What to work on: Below are the entries; output exactly the lines from the one containing "Pick out one point on every instance of the larger" through the final line, inclusive.

.....

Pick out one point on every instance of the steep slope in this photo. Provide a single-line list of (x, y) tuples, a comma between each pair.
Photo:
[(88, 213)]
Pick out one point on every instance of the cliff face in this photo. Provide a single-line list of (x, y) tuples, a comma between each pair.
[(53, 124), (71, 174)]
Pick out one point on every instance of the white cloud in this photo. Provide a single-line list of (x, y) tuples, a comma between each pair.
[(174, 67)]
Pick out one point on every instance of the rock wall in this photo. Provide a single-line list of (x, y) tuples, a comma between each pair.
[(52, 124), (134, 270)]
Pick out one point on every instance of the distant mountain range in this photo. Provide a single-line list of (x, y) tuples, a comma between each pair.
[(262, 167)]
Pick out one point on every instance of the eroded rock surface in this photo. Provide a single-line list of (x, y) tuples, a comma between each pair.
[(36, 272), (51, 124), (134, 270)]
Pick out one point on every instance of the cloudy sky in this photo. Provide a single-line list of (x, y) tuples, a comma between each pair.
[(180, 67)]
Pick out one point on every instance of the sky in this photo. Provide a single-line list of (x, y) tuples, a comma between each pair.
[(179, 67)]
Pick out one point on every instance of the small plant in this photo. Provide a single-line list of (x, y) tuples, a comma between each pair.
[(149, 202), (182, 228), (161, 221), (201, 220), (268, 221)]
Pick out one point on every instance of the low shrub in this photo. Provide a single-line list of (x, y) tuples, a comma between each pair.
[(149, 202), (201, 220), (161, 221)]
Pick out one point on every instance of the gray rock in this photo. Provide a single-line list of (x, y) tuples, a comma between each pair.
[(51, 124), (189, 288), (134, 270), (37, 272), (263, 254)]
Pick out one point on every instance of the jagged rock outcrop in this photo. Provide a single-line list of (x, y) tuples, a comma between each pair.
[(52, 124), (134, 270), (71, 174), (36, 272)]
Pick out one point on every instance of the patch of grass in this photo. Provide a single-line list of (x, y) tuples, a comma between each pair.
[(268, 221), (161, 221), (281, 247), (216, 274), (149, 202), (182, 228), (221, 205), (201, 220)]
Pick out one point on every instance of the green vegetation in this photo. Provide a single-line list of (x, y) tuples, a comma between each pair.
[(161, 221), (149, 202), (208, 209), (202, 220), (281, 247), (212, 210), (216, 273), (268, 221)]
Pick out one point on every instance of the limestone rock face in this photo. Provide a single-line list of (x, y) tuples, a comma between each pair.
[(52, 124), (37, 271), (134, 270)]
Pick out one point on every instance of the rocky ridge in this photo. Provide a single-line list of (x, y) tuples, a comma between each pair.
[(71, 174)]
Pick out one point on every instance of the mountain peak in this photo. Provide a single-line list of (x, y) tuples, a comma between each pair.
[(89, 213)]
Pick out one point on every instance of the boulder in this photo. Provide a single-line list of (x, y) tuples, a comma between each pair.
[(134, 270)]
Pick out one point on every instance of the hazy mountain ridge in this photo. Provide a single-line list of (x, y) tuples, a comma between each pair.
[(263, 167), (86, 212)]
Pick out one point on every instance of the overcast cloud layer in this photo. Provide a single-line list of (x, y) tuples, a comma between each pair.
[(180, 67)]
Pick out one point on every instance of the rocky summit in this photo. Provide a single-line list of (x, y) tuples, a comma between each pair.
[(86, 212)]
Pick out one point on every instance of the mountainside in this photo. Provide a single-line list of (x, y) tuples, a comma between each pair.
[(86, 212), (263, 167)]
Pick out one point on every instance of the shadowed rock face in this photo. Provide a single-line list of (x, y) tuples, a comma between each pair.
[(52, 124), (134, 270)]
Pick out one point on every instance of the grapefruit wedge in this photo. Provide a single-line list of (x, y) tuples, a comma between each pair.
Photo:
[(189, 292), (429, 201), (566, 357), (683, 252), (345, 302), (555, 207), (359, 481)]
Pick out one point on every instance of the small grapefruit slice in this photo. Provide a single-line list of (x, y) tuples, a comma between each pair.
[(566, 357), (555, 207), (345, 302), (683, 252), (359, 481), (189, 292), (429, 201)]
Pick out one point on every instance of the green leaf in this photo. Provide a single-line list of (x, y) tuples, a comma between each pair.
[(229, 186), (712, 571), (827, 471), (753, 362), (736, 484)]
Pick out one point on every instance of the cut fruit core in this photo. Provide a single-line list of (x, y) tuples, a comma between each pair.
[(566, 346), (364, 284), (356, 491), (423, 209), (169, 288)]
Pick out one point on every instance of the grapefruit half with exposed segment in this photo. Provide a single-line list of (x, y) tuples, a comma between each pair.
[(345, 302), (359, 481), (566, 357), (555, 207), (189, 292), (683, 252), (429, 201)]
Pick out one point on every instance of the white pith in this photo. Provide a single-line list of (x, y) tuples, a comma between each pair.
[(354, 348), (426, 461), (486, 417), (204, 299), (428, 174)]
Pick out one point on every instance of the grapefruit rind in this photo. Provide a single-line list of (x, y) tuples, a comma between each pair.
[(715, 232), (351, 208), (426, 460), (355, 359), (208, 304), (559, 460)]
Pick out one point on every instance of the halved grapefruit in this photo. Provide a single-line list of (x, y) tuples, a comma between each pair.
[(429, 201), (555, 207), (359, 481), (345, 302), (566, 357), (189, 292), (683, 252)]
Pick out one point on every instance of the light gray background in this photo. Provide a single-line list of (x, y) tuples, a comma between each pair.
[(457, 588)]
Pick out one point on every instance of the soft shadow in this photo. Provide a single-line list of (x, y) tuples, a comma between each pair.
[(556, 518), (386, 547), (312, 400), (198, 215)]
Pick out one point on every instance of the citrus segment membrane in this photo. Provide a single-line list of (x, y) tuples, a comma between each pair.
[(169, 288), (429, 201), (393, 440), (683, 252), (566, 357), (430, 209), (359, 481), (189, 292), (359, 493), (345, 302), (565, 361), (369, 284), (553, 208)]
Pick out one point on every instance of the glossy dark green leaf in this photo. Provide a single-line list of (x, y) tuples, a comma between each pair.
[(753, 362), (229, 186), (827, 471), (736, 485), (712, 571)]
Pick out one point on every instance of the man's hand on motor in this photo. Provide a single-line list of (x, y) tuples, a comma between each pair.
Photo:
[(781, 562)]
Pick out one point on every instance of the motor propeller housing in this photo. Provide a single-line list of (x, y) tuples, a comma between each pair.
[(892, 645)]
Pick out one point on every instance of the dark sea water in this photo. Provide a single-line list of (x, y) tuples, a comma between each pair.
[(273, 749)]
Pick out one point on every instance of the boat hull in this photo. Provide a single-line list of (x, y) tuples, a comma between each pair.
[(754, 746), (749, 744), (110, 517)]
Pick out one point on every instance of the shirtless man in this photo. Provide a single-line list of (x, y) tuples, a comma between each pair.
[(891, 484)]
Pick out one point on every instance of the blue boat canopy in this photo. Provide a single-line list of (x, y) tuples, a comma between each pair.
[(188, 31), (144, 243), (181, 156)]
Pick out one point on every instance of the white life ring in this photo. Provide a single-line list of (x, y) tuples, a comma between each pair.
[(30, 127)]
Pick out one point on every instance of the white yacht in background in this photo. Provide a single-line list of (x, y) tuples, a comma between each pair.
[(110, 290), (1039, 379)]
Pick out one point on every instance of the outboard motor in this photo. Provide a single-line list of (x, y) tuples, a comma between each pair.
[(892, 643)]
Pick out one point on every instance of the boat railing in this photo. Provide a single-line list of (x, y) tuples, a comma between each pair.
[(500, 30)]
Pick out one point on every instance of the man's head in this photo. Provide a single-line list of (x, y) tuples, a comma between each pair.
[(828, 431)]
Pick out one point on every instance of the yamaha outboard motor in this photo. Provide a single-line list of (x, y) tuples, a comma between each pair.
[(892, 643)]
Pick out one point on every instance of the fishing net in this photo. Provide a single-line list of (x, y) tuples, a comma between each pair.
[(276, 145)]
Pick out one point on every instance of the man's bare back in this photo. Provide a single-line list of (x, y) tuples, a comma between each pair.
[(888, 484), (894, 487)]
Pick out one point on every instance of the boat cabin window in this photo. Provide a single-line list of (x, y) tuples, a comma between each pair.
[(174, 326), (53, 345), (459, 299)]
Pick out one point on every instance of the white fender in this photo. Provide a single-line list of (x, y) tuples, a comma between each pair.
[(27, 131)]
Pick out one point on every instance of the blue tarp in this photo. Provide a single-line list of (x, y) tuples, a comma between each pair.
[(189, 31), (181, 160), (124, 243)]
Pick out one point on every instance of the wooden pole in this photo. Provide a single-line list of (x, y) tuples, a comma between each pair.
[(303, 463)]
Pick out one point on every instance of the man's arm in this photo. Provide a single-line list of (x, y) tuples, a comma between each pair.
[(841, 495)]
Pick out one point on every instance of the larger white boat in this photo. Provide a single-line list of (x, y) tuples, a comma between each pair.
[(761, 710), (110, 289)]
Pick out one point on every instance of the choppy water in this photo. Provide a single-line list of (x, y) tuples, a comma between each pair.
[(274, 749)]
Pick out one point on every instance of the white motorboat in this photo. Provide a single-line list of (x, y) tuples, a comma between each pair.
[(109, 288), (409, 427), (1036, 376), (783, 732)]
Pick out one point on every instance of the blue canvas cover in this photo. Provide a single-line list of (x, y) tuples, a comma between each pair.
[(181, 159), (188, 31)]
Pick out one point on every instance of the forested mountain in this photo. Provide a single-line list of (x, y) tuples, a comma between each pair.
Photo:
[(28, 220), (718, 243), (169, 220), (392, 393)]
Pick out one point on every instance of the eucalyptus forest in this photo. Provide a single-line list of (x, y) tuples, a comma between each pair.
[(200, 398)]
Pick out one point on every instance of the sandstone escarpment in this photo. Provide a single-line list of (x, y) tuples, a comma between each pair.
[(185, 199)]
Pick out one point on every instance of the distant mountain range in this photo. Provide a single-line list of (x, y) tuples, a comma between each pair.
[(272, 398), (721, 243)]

.....

Response:
Pick out one point on every instance of the larger white boat in this photo. Provide a single-line list of (x, y) tuples, a comma between each pair.
[(761, 710), (110, 289)]
Pick out one point on every instance of the choppy water in this photo. Provide a single-line list of (x, y) tuples, a comma between each pair.
[(274, 749)]
Pick out one point on every instance of the white motorboat in this photo. Provide a single-line list of (x, y) tuples, a comma between each pair.
[(109, 288), (409, 427), (1036, 376), (783, 732)]
Pick out one point on every instance of the blue canvas cover in this photo. Provide a single-line list of (x, y) tuples, a comma between each pair.
[(181, 159), (188, 31)]
Pick out one point on every instance of the forested mountain in this photo. Provide a single-line list of (x, y) tuples, a comma between each pair.
Photo:
[(28, 220), (718, 243), (169, 220), (392, 393)]
Pick out one point on every instance of the eucalyptus forest in this photo. Provide a single-line list of (x, y) tuples, a comma between each pair.
[(200, 398)]
Pick out one point on every instance of the sandstone escarpment in this photo. Provide a single-line list of (x, y) tuples, a comma between each pair.
[(185, 199)]
Pick out one point on every instance of the distant mountain range in this photo. Provide a single-line list of (x, y) tuples, a comma between each pair.
[(272, 398), (721, 243)]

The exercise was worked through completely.